> Given entries
========

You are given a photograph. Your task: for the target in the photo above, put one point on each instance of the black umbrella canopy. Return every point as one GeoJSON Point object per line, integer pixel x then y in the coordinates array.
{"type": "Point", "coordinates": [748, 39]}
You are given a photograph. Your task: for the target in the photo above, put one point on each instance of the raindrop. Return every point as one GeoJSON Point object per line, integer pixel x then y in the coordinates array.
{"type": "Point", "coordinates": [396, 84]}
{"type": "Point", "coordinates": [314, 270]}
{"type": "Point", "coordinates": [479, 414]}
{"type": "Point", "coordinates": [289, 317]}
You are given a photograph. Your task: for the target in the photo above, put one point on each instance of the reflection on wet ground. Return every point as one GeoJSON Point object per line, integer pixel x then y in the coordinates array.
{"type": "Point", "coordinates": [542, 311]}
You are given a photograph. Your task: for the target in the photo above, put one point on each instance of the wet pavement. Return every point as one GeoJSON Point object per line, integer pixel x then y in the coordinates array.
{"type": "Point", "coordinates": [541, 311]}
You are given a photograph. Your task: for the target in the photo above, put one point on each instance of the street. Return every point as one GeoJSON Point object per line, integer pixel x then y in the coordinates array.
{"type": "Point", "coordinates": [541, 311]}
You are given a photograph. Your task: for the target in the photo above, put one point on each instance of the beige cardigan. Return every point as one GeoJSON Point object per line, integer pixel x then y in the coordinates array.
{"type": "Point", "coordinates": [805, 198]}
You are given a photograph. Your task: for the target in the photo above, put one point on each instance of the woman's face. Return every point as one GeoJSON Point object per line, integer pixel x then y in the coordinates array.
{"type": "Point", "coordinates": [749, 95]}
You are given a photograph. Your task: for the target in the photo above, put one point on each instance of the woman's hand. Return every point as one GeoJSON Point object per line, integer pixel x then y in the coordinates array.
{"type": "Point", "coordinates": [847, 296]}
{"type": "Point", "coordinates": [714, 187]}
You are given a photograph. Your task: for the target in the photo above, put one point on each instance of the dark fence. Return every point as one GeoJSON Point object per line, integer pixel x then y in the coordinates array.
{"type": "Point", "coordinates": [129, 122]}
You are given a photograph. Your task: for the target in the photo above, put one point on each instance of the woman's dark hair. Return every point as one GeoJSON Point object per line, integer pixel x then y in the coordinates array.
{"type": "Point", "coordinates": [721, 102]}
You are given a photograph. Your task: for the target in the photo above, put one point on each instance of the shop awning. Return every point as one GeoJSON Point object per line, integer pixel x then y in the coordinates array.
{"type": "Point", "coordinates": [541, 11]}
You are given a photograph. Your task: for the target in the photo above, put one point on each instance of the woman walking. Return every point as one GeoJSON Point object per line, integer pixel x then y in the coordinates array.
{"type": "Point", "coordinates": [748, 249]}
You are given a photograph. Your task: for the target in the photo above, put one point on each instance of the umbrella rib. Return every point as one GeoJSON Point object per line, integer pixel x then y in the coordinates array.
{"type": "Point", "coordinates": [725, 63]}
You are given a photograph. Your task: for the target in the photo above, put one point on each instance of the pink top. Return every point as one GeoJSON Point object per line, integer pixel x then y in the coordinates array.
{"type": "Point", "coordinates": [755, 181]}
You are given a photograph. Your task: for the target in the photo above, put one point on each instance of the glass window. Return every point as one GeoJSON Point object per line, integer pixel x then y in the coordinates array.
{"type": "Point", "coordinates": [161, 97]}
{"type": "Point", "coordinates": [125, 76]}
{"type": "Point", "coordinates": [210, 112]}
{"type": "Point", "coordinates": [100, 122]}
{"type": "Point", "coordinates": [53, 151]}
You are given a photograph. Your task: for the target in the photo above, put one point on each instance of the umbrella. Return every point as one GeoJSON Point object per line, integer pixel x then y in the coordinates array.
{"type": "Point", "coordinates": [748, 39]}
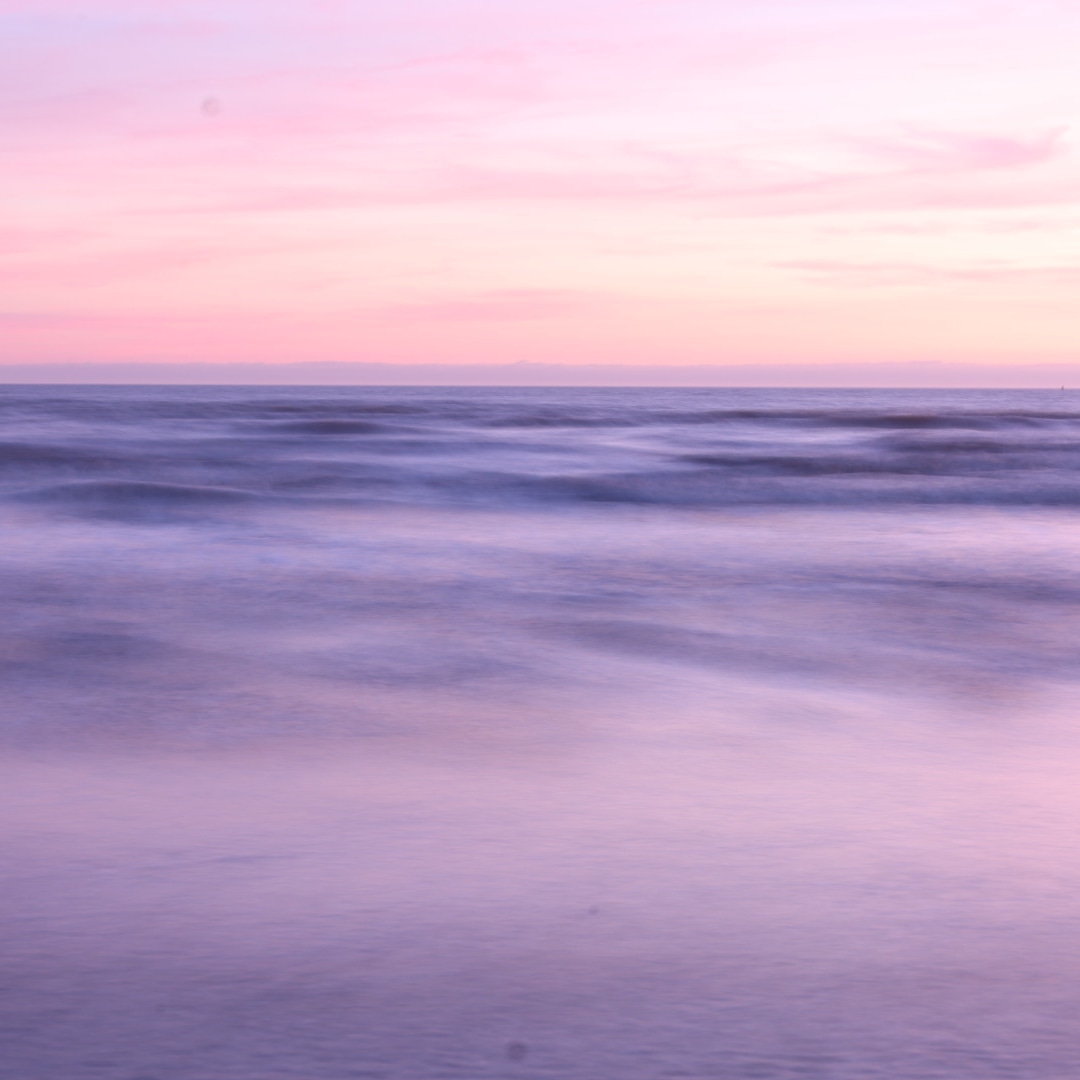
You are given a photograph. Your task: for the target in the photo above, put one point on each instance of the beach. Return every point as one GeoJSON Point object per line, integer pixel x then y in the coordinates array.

========

Working from the lines above, reproduce the material exactly and exclude its pictures.

> Task result
You are given a photograph. Your task: for the target in the photo above, put one point on each instance of the black umbrella canopy. Return every point as one GeoJSON Point object per line, integer pixel x then y in the coordinates array.
{"type": "Point", "coordinates": [748, 39]}
You are given a photograph. Your task: for the target in the photo above, put one point on each instance of the raindrop. Return every point as one GeoJSON Point object per line, integer pixel x then y in the coordinates array.
{"type": "Point", "coordinates": [396, 84]}
{"type": "Point", "coordinates": [314, 270]}
{"type": "Point", "coordinates": [479, 414]}
{"type": "Point", "coordinates": [289, 317]}
You are given a photograph. Your task: for the target in the photo above, put one point on each instance of the reflection on wet ground. Return every point as one GeoJSON Point object per line, integer pixel x then y in the coordinates array.
{"type": "Point", "coordinates": [542, 311]}
You are given a photograph. Your task: for the target in the photo above, put one point on each instance of the wet pavement. Return every point as one GeoJSON Point object per line, integer pixel x then y in the coordinates array.
{"type": "Point", "coordinates": [541, 311]}
You are given a photograph. Your task: for the target in the photo above, put one point on each instance of the street. Return every point as one GeoJSON Point object per line, integer pixel x then y in the coordinates array.
{"type": "Point", "coordinates": [541, 311]}
You are given a photograph. Your task: for the target in the photo above, put one point on each instance of the beige cardigan. Return every point as one GeoJSON Point object per line, integer pixel x then y in the coordinates array.
{"type": "Point", "coordinates": [805, 198]}
You are given a photograph. Your task: for the target in the photo above, put one point on each instance of the woman's face. Return every point as one GeoJSON Point object per line, integer pixel x then y in the coordinates array.
{"type": "Point", "coordinates": [749, 95]}
You are given a photograph. Your task: for the target in the photo above, put one point on each instance of the woman's hand. Return every point as one GeoJSON Point object per line, integer pixel x then y in the coordinates array.
{"type": "Point", "coordinates": [847, 296]}
{"type": "Point", "coordinates": [714, 187]}
You are given a photograph. Your task: for the target in the photo above, put one point on each instance of the dark fence. Return every point as one GeoJSON Point object per line, integer pixel x then y in the coordinates array.
{"type": "Point", "coordinates": [129, 122]}
You are given a photograph. Your task: for the target in the photo above, put one point on each instance of the woman's dark hair. Return every point as one GeoJSON Point object per line, integer pixel x then y in the coordinates array.
{"type": "Point", "coordinates": [721, 102]}
You are given a photograph. Your task: for the target in the photo above, put one point on each instance of the shop awning. Return every point as one GeoJSON Point object per line, integer pixel x then y in the coordinates array.
{"type": "Point", "coordinates": [541, 11]}
You are given a photograph. Your task: for the target in the photo above, put one point on each instance of the woman walking. Return every point as one GeoJSON Point object per line, integer pixel x then y in the coordinates array.
{"type": "Point", "coordinates": [748, 249]}
You are given a photograph. Your task: for the target in the photo above, put one point on each instance of the umbrella rib. Return every point as one GeoJSON Point object per line, integer pixel x then y in the coordinates array.
{"type": "Point", "coordinates": [725, 63]}
You are given a photograph. Your task: for the target in the photo above, put one point on each instance of the pink top. Return every point as one GeoJSON Point object per line, integer pixel x then y in the coordinates array.
{"type": "Point", "coordinates": [755, 181]}
You are given a photograph. Your task: for the target in the photo above, put one point on each instance of the glass window. Return every point as one GeoJSON Point object per line, integer pixel x then y in the coordinates array.
{"type": "Point", "coordinates": [161, 97]}
{"type": "Point", "coordinates": [125, 76]}
{"type": "Point", "coordinates": [210, 112]}
{"type": "Point", "coordinates": [100, 122]}
{"type": "Point", "coordinates": [53, 151]}
You are given a photograph. Your task: for the target in the photo above, put one point on each instance of the umbrella. Return every point as one GeoJSON Point object per line, integer pixel x then y in the coordinates array.
{"type": "Point", "coordinates": [748, 39]}
You are given a photograph. Your task: for the target in the photo above, put one point on each instance of the beach. Return every point as one GeoJSON Point object per line, integer pixel x then y in the coordinates array.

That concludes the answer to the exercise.